# Consigne A:
Repérez dans les enregistrements toutes les lignes qui contiennent le mot « tree » et recopiez-les. Tenez compte des majuscules et des minuscules.

━━ Extrait source ━━

Pourquoi les conflits importent-ils aux entreprises?
- Incidence sur le temps que les dirigeants doivent consacrer aux enjeux sociaux
- Un investissement dans la collectivité n’est pas synonyme d’une bonne volonté
- Risque de ne plus être en mesure de mener des activités
- Les actions de l’entreprise pourraient engendrer ou exacerber un conflit entre les collectivités ou au sein de celles ci
- Défis plus nombreux en matière de sécurité
- Risques associés à la réputation à l’échelle internationale
- Accès limité au crédit
- Risque de perturbation, de grèves ou de fermetures coûteuses
- Pertes potentielles de vies, de projets, de capitaux ou de biens
- Risque de perdre le soutien du gouvernement en matière de défense des intérêts
Conflit au niveau macro
Le contrôle que les entreprises peuvent exercer sur un conflit au niveau macro est très faible, voire nul. Un tel conflit peut créer un milieu instable pour les affaires ou pourrait constituer un risque associé à la réputation ou au dessaisissement, et le fait d’avoir de plus en plus recours aux forces de sécurité peut accroître les risques associés aux droits de la personne. Mais les entreprises peuvent, de différentes façons, limiter l’incidence d’un conflit au niveau macro. Dans un milieu où les conflits sont importants, il est parfois préférable de tout simplement éviter de mener des activités minières.
Avant d’investir dans un pays où un conflit règne, une entreprise devrait effectuer une évaluation de l’impact d’un conflit dans le cadre du processus décisionnel. L’influence qu’une entreprise peut avoir sur les gouvernements hôtes est plus grande avant que ne soit prise la décision d’investir. Une entreprise peut assortir son investissement de conditions, notamment en négociant une présence accrue du gouvernement/de la sécurité publique dans la région où elle mène ses activités, ou en insistant pour que le gouvernement adhère aux Principes volontaires sur la sécurité et les droits de la personne. Les entreprises ont été en mesure d’offrir une formation aux fournisseurs de services de sécurité de l’État sur le recours à la force, de subventionner l’affectation de procureurs dans la région et d’offrir d’autres incitatifs à l’appui des systèmes locaux de maintien de l’ordre. Les entreprises doivent toutefois faire preuve de prudence afin d’éviter d’avoir à assumer des responsabilités qui incombent au gouvernement.
Dans les États fragiles, il est particulièrement important d’obtenir et de maintenir l’acceptation. En entretenant de bonnes relations avec la collectivité, l’entreprise a souvent plus de facilité à prévenir et à gérer les conflits.
« L’inaction » vs « la neutralité »

━━━
━━ Données de travail ━━

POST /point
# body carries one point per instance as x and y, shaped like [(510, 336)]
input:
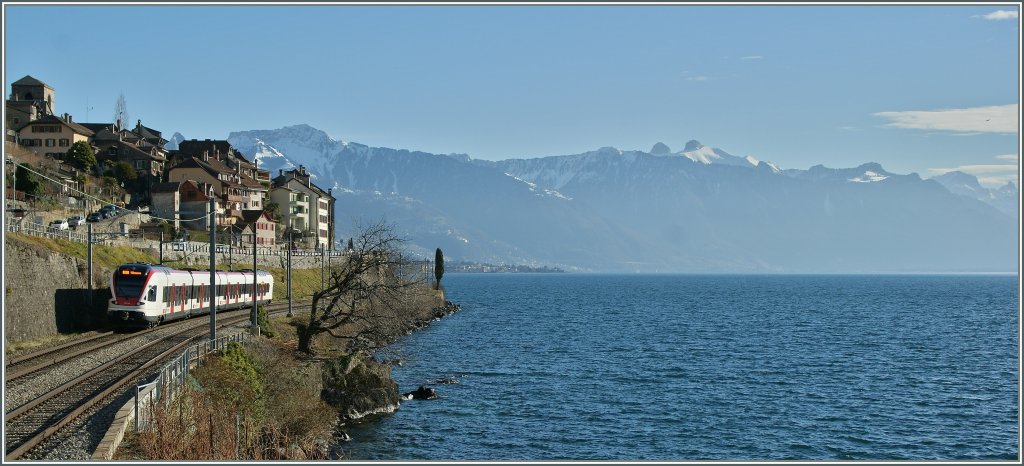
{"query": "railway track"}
[(30, 424), (48, 357)]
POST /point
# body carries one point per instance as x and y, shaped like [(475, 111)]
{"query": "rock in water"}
[(421, 393)]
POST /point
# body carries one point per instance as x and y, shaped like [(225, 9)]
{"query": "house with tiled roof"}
[(183, 203), (256, 224), (216, 163), (305, 207), (52, 135), (30, 99)]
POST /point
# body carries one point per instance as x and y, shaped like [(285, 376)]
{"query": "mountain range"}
[(696, 210)]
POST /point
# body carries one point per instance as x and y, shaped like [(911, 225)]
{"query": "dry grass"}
[(227, 416)]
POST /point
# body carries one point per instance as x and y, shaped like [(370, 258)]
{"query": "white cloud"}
[(995, 119), (989, 175), (999, 14)]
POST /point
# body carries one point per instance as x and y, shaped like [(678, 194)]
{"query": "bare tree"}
[(364, 296)]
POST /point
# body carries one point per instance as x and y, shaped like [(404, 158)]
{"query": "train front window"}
[(128, 286)]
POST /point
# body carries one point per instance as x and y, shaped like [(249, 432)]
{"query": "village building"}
[(256, 224), (52, 135), (220, 161), (30, 99), (184, 204), (305, 207)]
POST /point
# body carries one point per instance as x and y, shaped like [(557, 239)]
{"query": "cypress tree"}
[(438, 267)]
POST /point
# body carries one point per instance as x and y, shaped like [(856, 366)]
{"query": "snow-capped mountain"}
[(697, 210), (1005, 198)]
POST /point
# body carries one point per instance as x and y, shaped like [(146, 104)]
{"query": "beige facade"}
[(294, 207), (51, 135), (313, 210)]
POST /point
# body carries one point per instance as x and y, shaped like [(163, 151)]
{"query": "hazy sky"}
[(915, 88)]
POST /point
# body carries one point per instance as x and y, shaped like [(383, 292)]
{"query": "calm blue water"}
[(579, 367)]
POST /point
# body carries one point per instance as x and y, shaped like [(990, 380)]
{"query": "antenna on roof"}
[(87, 109)]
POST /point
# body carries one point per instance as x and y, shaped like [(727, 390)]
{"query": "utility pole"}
[(89, 263), (230, 244), (290, 246), (213, 269), (255, 283)]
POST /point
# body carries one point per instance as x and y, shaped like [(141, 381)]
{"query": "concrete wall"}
[(45, 293)]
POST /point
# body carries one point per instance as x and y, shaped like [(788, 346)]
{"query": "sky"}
[(920, 89)]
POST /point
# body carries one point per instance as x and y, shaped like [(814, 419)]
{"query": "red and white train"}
[(146, 295)]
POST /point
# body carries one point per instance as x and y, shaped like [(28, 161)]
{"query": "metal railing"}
[(39, 229), (168, 382)]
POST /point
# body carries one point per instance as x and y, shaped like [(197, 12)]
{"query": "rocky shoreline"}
[(359, 386)]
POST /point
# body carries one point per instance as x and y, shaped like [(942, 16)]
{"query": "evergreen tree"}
[(438, 267)]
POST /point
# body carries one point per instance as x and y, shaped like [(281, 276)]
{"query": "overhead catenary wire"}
[(101, 201)]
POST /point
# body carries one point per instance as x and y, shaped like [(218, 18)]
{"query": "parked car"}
[(58, 224)]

━━━

# Consigne B:
Prolongez le texte sur les conflits et les entreprises à partir de sa dernière ligne.

# Réponse attendue A:
{"query": "bare tree"}
{"query": "cypress tree"}
{"query": "evergreen tree"}

# Réponse attendue B:
L’adoption d’une approche de non ingérence ne signifie pas que l’on opte pour l’inaction. Une telle approche exige une conscience politique non seulement du contexte, mais également du fait que l’entreprise peut avoir une incidence sur la situation. La neutralité exige en outre un accès à de l’information afin de traiter les questions de nature délicate et d’éviter que l’entreprise soit perçue comme appuyant ou endossant le statu quo. Cela est particulièrement vrai lorsque le statu quo est qualifié d’injuste, auquel cas une telle approche pourrait transformer les biens de l’entreprise en cibles.
Conflit à l’échelle locale
Une entreprise peut plus facilement composer avec un conflit à l’échelle locale au sein d’une collectivité ou entre différentes collectivités. Un conflit entre des groupes ou entre l’entreprise et des collectivités est souvent prévisible et il est souvent possible de le prévenir.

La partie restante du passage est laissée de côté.